- DESCRIPTION OF THE TASK
Rewrite every line of the entries below as a Markdown table with the columns "Row" and "Line". Number each row and leave out blank lines.
═══
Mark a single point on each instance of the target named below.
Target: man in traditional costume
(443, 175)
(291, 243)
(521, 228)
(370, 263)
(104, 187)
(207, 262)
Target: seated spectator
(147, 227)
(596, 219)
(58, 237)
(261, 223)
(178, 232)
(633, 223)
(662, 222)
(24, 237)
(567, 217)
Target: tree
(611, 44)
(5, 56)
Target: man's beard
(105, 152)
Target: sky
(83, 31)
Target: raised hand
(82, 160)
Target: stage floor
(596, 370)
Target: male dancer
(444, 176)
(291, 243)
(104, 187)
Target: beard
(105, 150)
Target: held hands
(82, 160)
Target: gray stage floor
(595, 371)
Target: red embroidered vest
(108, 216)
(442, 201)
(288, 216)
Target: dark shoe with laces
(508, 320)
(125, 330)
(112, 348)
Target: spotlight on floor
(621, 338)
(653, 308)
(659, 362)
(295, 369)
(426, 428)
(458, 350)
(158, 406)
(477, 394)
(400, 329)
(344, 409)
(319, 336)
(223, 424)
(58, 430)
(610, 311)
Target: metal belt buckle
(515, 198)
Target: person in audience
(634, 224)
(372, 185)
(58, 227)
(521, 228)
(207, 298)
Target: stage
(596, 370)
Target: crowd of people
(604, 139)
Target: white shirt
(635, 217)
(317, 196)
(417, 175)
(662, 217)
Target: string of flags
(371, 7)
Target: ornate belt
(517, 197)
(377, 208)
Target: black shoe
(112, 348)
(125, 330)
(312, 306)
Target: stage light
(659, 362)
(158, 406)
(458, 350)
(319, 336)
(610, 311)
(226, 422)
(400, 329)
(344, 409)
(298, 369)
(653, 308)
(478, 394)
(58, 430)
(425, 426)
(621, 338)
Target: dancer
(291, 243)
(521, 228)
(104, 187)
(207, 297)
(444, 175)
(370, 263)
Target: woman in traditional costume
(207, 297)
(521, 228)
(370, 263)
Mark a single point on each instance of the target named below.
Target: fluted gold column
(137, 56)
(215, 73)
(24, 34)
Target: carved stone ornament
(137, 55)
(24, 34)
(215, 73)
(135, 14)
═══
- EXERCISE OUTPUT
| Row | Line |
|---|---|
| 1 | Mark a single point on each instance of the target named below. |
| 2 | Target: man in traditional costume |
| 3 | (443, 175) |
| 4 | (291, 243) |
| 5 | (521, 228) |
| 6 | (370, 263) |
| 7 | (104, 187) |
| 8 | (207, 262) |
| 9 | Target: seated spectator |
| 10 | (147, 227) |
| 11 | (596, 219) |
| 12 | (58, 237) |
| 13 | (261, 223) |
| 14 | (178, 232) |
| 15 | (633, 223) |
| 16 | (662, 222) |
| 17 | (24, 237) |
| 18 | (567, 217) |
| 19 | Target: tree |
| 20 | (611, 44) |
| 21 | (5, 56) |
| 22 | Target: man's beard |
| 23 | (105, 152) |
| 24 | Target: sky |
| 25 | (83, 31) |
| 26 | Target: raised hand |
| 27 | (82, 160) |
| 28 | Target: stage floor |
| 29 | (596, 370) |
| 30 | Target: male dancer |
| 31 | (444, 176) |
| 32 | (291, 243) |
| 33 | (104, 187) |
| 34 | Target: beard |
| 35 | (105, 150) |
| 36 | Target: held hands |
| 37 | (82, 160) |
| 38 | Target: gray stage floor |
| 39 | (595, 371) |
| 40 | Target: red embroidered vest |
| 41 | (108, 216) |
| 42 | (442, 201) |
| 43 | (288, 216) |
| 44 | Target: dark shoe with laces |
| 45 | (508, 320) |
| 46 | (125, 330) |
| 47 | (112, 348) |
| 48 | Target: spotlight on floor |
| 49 | (621, 338) |
| 50 | (653, 308) |
| 51 | (659, 362) |
| 52 | (295, 369) |
| 53 | (426, 428) |
| 54 | (458, 350) |
| 55 | (158, 406) |
| 56 | (477, 394) |
| 57 | (400, 329) |
| 58 | (344, 409) |
| 59 | (319, 336) |
| 60 | (223, 424) |
| 61 | (58, 430) |
| 62 | (610, 311) |
| 63 | Target: metal belt buckle |
| 64 | (515, 198) |
| 65 | Target: person in audience |
| 66 | (634, 224) |
| 67 | (372, 185) |
| 68 | (58, 227) |
| 69 | (521, 228) |
| 70 | (207, 298) |
| 71 | Target: stage |
| 72 | (596, 370) |
| 73 | Target: crowd of people |
| 74 | (604, 139) |
| 75 | Target: white shirt |
| 76 | (635, 217) |
| 77 | (317, 196) |
| 78 | (417, 175) |
| 79 | (662, 217) |
| 80 | Target: string of flags |
| 81 | (371, 7) |
| 82 | Target: ornate belt |
| 83 | (517, 197) |
| 84 | (377, 208) |
| 85 | Target: black shoe |
| 86 | (112, 348) |
| 87 | (125, 330) |
| 88 | (312, 306) |
| 89 | Target: stage light |
| 90 | (659, 362) |
| 91 | (158, 406) |
| 92 | (458, 350) |
| 93 | (319, 336) |
| 94 | (610, 311) |
| 95 | (226, 422) |
| 96 | (400, 329) |
| 97 | (344, 409) |
| 98 | (298, 369) |
| 99 | (653, 308) |
| 100 | (478, 394) |
| 101 | (58, 430) |
| 102 | (425, 426) |
| 103 | (621, 338) |
| 104 | Target: dancer |
| 105 | (291, 243) |
| 106 | (521, 228) |
| 107 | (104, 187) |
| 108 | (207, 297) |
| 109 | (444, 175) |
| 110 | (370, 263) |
| 111 | Target: woman in traditional costume |
| 112 | (207, 297) |
| 113 | (521, 228) |
| 114 | (370, 263) |
| 115 | Mark a single point on each instance of the target named below. |
| 116 | Target: fluted gold column |
| 117 | (137, 56) |
| 118 | (215, 73) |
| 119 | (24, 34) |
| 120 | Target: carved stone ornament |
| 121 | (137, 55) |
| 122 | (24, 34) |
| 123 | (215, 73) |
| 124 | (135, 14) |